* PARTS OF THE EXERCISE *
(A) In the text about Bernie Ecclestone, who was his first big-name client as a driver manager?
(B) Revise the text about Bernie Ecclestone starting at "After an up-and-down" and ending at "Imola in 1994.", putting "thoroughly" in place of "well and truly".
(C) Write what comes next in the text about Bernie Ecclestone's life in Formula 1, picking up after its final sentence.

(PASSAGE TO READ Opens)

But while he clearly derived huge personal financial benefit from Formula 1, Ecclestone also made the sport much stronger as he drove up the value of grands prix and the associated race fees.

This reached a point where F1 could negotiate a season’s schedule on its own terms and hand-pick venues which were the most economically lucrative from a marketing and growth perspective.

In residential terms, Ecclestone is reported to spend most of his time in Gstaad, Switzerland at his £23million four-storey ski chalet, and has a global property empire as well as a private jet and a yacht named ‘Petara’ after two of his daughters.

Other business interests include a coffee plantation in Brazil which is managed by his wife Fabiana, a four-star hotel in Gstaad and even a glacier in the Swiss Alps which is being developed into a ski resort.

A life in F1 for Bernie Ecclestone

Like many F1 personalities, motorcycles came before cars for Ecclestone. He raced the two-wheeled machines and developed business interests before eventually getting into F1 as a driver manager – his first big-name client was Jochen Rindt, the posthumous 1970 World Champion.

From there, he bought the Brabham team and the big breakthrough came with the promotion of Gordon Murray to chief designer in 1973. That sparked an improvement in results as Carlos Reutemann won three grands prix the following season and, in 1975, Brabham finished second in the constructors’ World Championship.

After an up-and-down few years, Ecclestone’s team hit new heights in the early 1980s as Nelson Piquet became World Champion twice, but Brabham began a decline after the Brazilian driver left at the end of 1985 to join Williams.

Ecclestone sold Brabham in 1988, by which time he was well and truly immersed in the sport’s governance. Along with F1’s chief medic, Sid Watkins, he played a part in improving safety measures, not least after the death of Ayrton Senna at Imola in 1994.

(PASSAGE TO READ Closes)
(ENTRIES SHOWN Opens)

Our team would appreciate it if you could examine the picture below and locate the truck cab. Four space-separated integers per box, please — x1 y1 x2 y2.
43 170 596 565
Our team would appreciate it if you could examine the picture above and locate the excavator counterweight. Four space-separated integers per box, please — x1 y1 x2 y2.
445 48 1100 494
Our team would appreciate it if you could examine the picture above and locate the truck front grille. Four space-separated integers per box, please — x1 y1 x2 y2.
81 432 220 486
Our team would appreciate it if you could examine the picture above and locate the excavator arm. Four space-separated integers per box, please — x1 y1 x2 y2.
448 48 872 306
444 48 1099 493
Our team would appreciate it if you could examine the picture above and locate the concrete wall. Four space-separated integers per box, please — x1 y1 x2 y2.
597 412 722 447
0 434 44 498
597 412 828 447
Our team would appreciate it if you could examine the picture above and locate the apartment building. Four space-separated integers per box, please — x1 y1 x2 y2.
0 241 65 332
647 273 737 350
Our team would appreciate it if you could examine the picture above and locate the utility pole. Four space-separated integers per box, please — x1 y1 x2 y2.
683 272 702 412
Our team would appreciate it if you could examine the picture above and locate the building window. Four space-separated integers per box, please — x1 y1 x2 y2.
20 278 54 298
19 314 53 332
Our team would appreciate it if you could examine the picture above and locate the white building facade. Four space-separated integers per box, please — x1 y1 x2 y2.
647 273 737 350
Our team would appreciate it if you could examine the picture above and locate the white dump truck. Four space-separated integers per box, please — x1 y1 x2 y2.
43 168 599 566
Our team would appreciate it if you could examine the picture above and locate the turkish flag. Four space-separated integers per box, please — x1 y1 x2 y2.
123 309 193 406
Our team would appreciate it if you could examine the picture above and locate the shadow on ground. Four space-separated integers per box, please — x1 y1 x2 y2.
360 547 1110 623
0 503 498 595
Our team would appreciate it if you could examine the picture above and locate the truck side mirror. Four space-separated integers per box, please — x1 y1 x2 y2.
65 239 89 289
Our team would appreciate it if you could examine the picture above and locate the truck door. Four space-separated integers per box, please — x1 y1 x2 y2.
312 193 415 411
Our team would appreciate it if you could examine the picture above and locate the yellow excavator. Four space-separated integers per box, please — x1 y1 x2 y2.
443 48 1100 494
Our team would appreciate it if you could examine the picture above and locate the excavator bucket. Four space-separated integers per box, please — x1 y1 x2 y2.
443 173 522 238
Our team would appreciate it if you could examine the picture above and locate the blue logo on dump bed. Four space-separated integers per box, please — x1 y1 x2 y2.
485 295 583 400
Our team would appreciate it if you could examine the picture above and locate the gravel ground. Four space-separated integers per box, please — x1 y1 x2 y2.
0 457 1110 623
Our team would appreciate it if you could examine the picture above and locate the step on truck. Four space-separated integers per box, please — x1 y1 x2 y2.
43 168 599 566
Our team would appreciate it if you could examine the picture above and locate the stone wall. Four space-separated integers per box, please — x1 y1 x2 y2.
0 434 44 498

(ENTRIES SHOWN Closes)

* TASK ANSWERS *
(A) His first big-name client was Jochen Rindt, the posthumous 1970 World Champion.

(B)
After an up-and-down few years, Ecclestone’s team hit new heights in the early 1980s as Nelson Piquet became World Champion twice, but Brabham began a decline after the Brazilian driver left at the end of 1985 to join Williams.

Ecclestone sold Brabham in 1988, by which time he was thoroughly immersed in the sport’s governance. Along with F1’s chief medic, Sid Watkins, he played a part in improving safety measures, not least after the death of Ayrton Senna at Imola in 1994.

(C)
Despite undergoing heart surgery and a triple coronary bypass in 1999, Ecclestone remained at the forefront of the sport for nearly two more decades.

His time in charge was eventful and controversial until his exit at the start of 2017, replaced by Chase Carey, although he was given the title of ‘Chairman Emeritus’ of the Formula One Group – an honorary title which expired in 2020 at the end of his pre-existing contract.

Bernie Ecclestone quotes

Bernie Ecclestone has never been one to mince his words, nor adhere to political correctness. Here is a selection of his famous, amusing and controversial quotes.

“Pay me half and you can” – Ecclestone to Mario Andretti at the 1979 Argentine Grand Prix. Andretti, reigning World Champion at the time, had been offered $1,000 by Lotus boss Colin Chapman to push Ecclestone into a swimming pool and nervously confessed the plot to Bernie.

“I would rather race than strut red carpets in Hollywood” – In a joint interview with Nico Rosberg in 2015.

“I’m happy we have someone like Lewis [Hamilton]. I couldn’t be like Lewis. I don’t like gold jewellery” – From the same joint interview with Rosberg.

“If I took away Silverstone and the British Grand Prix, I’d be seen as a bad guy – but that wouldn’t bother me” – In 2004, regarding the renewal of the British Grand Prix’s contract.

“A benevolent dictator? I don’t mind the dictator bit, but the benevolent I’m not so sure” – During an interview with Sky Sports’ Ted Kravitz.

“I hate it when people say they’re going to do something and then don’t. I don’t bother [with them] again” – In an interview with GQ Magazine in 2021.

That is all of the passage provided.